- **EXTRACT**
+++++

I see it's a tricky problem, and I have to admit that I don't understand it
very well yet.  The question is, is relax of POINTER_PLUS_EXPR constraint the
right way fixing this?  I do remember some other PRs (other than this one or
bug 52563) are caused by this constraint according to your comments.

Of course, take range information into consideration is always an improvement. 
Actually I have another possible example in iv elimination.  Curently GCC
simply rejects elimination of an iv use with a candidate if the cand is of
smaller type, but as long as we can prove value of iv use can be represented by
the smaller candidate, elimination is actually safe.  But seems to me, fixing
this issue with value information is like a side-effect?


[Bug tree-optimization/62173] [5.0 regression] 64bit Arch can't ivopt while 32bit Arch can

2015-01-26 Thread ramana at gcc dot gnu.org
https://gcc.gnu.org/bugzilla/show_bug.cgi?id=62173

--- Comment #19 from Ramana Radhakrishnan  ---
(In reply to Richard Biener from comment #18)
> It's probably not correct to simply transfer range info from *idx to
> iv->base.
> Instead SCEV analysis needs to track the range of CHREC_LEFT when it analyzes
> the SSA use-def chain.  That's of course a much bigger change :/
> 
> The patch may still help in some cases - I suppose the original testcase is
> reduced from sth else?

Not sure if this is related to comment #c2 where the reference is to a 15%
regression in bzip2 compress at O3. Sebastian could probably confirm.

I don't think we can ignore the regression though, can we ?

regards
Ramana


[Bug tree-optimization/62173] [5.0 regression] 64bit Arch can't ivopt while 32bit Arch can

2015-01-26 Thread rguenth at gcc dot gnu.org
https://gcc.gnu.org/bugzilla/show_bug.cgi?id=62173

--- Comment #18 from Richard Biener  ---
It's probably not correct to simply transfer range info from *idx to iv->base.
Instead SCEV analysis needs to track the range of CHREC_LEFT when it analyzes
the SSA use-def chain.  That's of course a much bigger change :/

The patch may still help in some cases - I suppose the original testcase is
reduced from sth else?


[Bug tree-optimization/62173] [5.0 regression] 64bit Arch can't ivopt while 32bit Arch can

2015-01-26 Thread rguenth at gcc dot gnu.org
https://gcc.gnu.org/bugzilla/show_bug.cgi?id=62173

--- Comment #17 from Richard Biener  ---
I really wonder why IVOPTs calls convert_affine_scev with
!use_overflow_semantics.

Note that for the original testcase 'i' may be negative or zero and thus 'd'
may be zero.  We do a bad analysis here because IVOPTs follows complete
peeling immediately...  but at least we have range information that looks
useful:

  :
  # RANGE [0, 10] NONZERO 15
  # d_26 = PHI 
  # RANGE [0, 9] NONZERO 15
  d_13 = d_26 + -1;
  _14 = A[d_26];
  # RANGE [0, 255] NONZERO 255
  _15 = (int) _14;
  # USE = nonlocal
  # CLB = nonlocal
  foo (_15);
  if (d_13 != 0)
goto ;
  else
goto ;

  :
  goto ;

but unfortunately we expand the initial value of the IV for d all the way
to i_6(D) so we don't see that i_6(D) is constrained by the range for d_26.

+++++

- **DATASET RECORDS**
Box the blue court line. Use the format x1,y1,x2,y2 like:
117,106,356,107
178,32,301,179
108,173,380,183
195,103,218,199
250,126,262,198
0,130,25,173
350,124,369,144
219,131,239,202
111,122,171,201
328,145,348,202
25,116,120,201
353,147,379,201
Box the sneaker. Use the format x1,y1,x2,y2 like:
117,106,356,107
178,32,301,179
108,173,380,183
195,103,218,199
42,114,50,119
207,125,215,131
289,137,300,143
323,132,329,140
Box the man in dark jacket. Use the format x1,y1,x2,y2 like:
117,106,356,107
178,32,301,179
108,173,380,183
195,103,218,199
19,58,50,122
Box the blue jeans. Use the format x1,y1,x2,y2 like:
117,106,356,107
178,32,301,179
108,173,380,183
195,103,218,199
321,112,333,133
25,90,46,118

+++++

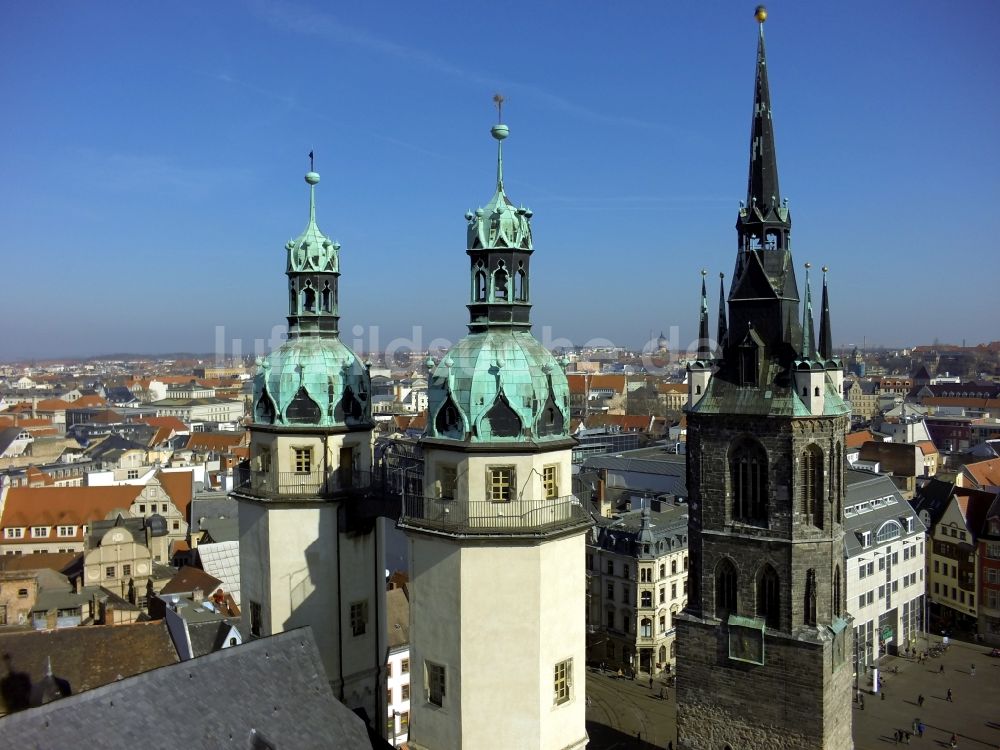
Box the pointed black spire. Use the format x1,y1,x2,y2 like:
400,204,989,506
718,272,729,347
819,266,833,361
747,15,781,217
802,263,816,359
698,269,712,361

+++++

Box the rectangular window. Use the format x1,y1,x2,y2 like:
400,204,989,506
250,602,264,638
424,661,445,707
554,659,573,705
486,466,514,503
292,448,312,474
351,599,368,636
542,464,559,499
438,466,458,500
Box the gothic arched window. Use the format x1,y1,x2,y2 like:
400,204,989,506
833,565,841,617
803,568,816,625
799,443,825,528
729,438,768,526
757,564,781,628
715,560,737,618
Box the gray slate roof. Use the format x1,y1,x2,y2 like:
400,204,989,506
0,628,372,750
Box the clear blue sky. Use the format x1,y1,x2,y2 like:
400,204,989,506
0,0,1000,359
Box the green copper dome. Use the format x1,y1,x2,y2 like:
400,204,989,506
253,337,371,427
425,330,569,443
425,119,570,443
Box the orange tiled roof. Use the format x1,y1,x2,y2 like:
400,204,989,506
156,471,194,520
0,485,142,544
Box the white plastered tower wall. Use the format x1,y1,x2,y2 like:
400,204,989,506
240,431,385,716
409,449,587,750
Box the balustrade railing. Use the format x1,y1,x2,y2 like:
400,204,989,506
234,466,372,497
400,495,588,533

+++++

- **PROMPT A**
From the records, pull out every line that contains the word "blue".
- **PROMPT B**
Extend the GCC ivopts bug-thread excerpt from its last sentence onward.

- **RESPONSE A**
Box the blue court line. Use the format x1,y1,x2,y2 like:
Box the blue jeans. Use the format x1,y1,x2,y2 like:
Box the clear blue sky. Use the format x1,y1,x2,y2 like:

- **RESPONSE B**
So when we are in idx_find_step before we replace *idx with iv->base
we could check range-information on whether it wrapped.  Hmm, I think
we can't really compute this.  But we can transfer range information
(temporarily) from d_26 to iv->base i_6(D) and make use of that in
scev_probably_wraps_p.  There we currently compute whether
(unsigned) i_6(D) + 2147483648 (??) > 9 using fold_binary but with
range information [0, 10] it would compute as false (huh, so what is it
actually testing?!).  I think the computation of 'delta' should instead
be adjusted to use range information - max for negative step and min
for positive step.  Like the following:

Index: gcc/tree-ssa-loop-niter.c
===
--- gcc/tree-ssa-loop-niter.c   (revision 220038)
+++ gcc/tree-ssa-loop-niter.c   (working copy)
@@ -3863,12 +3863,17 @@ scev_probably_wraps_p (tree base, tree s
  bound of the type, and verify that the loop is exited before this
  occurs.  */
   unsigned_type = unsigned_type_for (type);
-  base = fold_convert (unsigned_type, base);
-
   if (tree_int_cst_sign_bit (step))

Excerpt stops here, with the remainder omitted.